◆ WHAT IS NEEDED
Reproduce the records below, substituting "underside of the aircraft" for every occurrence of "aircraft belly" and changing nothing else. Omit the pictures from your answer.

Object location annotation data:
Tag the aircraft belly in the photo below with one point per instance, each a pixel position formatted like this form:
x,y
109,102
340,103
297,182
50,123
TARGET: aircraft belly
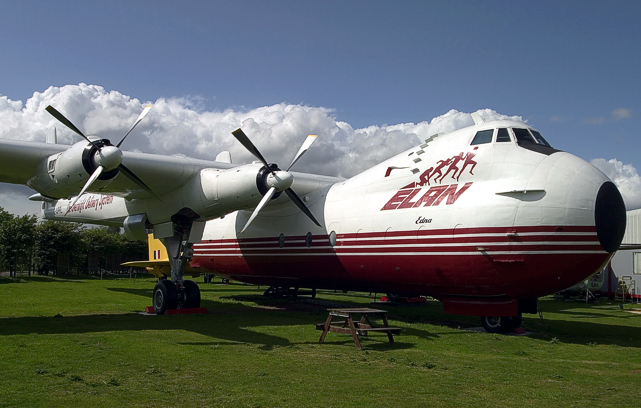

◆ WRITTEN ANSWER
Tag the underside of the aircraft in the photo below with one point per instance, each a pixel position formatted like this form:
x,y
109,102
340,103
297,182
50,123
TARGET: underside of the aircraft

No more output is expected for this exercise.